Bunny’s work schedule is relentless. For 12 to 14 hours a day, six days a week, she attends as many events as she can. To be nimbler and more efficient, she recently switched from a full-frame Nikon D800 to an iPhone 12 Pro Max on a stabilizer with a light kit so she can edit photos on site and upload to media outlets immediately.

Tuesdays are different. “I try not to leave my house on Tuesdays,” she said. “I’m working, but I’m home. I’ll talk one phone’s battery down and then on to the other one. I even have a landline if I need it.”

Bunny is a binge worker – she works “like crazy” for a month or so and then takes a break. During her time off, she is an avid, devoted cold-weather traveler. “I love cold climates. In a few weeks, I am headed to Orcas Island on the West Coast. It is the coldest place I can get since Canada won’t let us in. This weekend, I’ll be in the north Georgia mountains with my mom.”

REQUIRED TASK 1 —
Show every line of the records below that contains the string "yellow", matching case exactly.

DATASET ROWS —

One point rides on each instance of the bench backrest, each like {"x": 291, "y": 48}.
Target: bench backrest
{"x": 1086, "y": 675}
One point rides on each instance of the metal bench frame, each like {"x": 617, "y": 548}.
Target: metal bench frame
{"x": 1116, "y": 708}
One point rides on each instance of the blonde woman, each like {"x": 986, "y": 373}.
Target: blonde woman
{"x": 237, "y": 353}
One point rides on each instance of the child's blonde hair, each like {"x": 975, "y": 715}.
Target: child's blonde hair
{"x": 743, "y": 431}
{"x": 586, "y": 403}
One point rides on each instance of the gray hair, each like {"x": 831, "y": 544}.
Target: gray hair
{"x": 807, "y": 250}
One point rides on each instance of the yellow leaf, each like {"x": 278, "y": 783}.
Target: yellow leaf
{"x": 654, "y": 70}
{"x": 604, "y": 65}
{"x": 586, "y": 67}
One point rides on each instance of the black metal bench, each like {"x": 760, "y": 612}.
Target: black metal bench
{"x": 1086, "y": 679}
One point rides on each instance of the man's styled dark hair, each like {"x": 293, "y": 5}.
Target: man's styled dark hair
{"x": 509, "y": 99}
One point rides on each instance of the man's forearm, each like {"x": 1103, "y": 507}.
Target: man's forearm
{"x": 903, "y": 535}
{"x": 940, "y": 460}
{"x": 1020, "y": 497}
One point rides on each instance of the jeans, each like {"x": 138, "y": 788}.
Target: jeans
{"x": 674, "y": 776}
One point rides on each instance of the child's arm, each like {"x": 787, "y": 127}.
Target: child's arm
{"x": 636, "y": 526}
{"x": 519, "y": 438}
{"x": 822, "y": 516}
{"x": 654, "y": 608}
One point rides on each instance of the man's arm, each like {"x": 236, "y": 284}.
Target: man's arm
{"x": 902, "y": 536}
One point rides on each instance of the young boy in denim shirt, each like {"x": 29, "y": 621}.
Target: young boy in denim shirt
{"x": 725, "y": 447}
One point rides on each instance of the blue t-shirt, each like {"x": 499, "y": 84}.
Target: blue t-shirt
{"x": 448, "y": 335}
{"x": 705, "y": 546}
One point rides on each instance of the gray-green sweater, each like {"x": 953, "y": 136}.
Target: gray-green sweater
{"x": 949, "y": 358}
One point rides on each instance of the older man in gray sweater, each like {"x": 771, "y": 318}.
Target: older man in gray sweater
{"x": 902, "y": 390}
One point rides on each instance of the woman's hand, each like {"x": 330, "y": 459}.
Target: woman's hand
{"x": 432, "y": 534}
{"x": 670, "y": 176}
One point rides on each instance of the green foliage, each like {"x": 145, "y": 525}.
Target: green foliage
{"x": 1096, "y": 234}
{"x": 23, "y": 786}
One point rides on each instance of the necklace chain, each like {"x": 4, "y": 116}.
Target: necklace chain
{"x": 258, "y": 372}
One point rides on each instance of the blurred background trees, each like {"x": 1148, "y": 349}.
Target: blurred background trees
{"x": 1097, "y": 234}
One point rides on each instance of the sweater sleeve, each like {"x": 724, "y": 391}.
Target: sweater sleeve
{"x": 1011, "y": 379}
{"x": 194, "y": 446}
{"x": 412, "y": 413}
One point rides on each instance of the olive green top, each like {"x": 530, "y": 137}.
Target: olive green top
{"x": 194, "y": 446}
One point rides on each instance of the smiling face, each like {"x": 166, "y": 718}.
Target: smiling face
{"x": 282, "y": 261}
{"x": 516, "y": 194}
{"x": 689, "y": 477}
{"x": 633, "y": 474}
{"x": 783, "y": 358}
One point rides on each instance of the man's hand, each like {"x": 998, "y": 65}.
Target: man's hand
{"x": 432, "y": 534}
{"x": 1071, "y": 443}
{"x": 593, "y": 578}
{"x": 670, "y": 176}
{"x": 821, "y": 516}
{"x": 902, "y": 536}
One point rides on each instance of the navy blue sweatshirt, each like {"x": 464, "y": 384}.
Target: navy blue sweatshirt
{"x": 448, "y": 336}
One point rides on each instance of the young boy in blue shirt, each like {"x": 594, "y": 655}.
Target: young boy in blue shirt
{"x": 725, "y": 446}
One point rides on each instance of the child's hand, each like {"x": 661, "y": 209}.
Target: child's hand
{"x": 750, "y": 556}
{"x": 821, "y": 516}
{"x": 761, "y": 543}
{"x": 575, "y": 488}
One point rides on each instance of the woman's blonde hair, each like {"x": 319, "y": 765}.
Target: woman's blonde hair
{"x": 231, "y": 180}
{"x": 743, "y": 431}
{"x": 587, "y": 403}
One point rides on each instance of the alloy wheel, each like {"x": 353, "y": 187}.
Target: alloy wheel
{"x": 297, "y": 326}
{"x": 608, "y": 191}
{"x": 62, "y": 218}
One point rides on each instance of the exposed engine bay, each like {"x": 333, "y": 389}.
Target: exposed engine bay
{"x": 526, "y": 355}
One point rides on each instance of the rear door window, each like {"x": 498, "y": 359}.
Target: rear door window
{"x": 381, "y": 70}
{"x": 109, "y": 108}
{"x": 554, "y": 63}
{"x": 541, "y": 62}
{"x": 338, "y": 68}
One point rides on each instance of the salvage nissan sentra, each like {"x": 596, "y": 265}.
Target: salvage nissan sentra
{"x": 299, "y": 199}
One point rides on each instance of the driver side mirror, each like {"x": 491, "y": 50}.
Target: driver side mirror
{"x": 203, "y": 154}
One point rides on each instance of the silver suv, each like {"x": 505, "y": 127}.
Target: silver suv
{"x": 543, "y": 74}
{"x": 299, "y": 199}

REQUIRED TASK 2 —
Repeat the full text about Bunny's work schedule word for word.

ANSWER 1 —
One point rides on each instance of the yellow leaf, each like {"x": 278, "y": 783}.
Target: yellow leaf

ANSWER 2 —
Bunny’s work schedule is relentless. For 12 to 14 hours a day, six days a week, she attends as many events as she can. To be nimbler and more efficient, she recently switched from a full-frame Nikon D800 to an iPhone 12 Pro Max on a stabilizer with a light kit so she can edit photos on site and upload to media outlets immediately.

Tuesdays are different. “I try not to leave my house on Tuesdays,” she said. “I’m working, but I’m home. I’ll talk one phone’s battery down and then on to the other one. I even have a landline if I need it.”

Bunny is a binge worker – she works “like crazy” for a month or so and then takes a break. During her time off, she is an avid, devoted cold-weather traveler. “I love cold climates. In a few weeks, I am headed to Orcas Island on the West Coast. It is the coldest place I can get since Canada won’t let us in. This weekend, I’ll be in the north Georgia mountains with my mom.”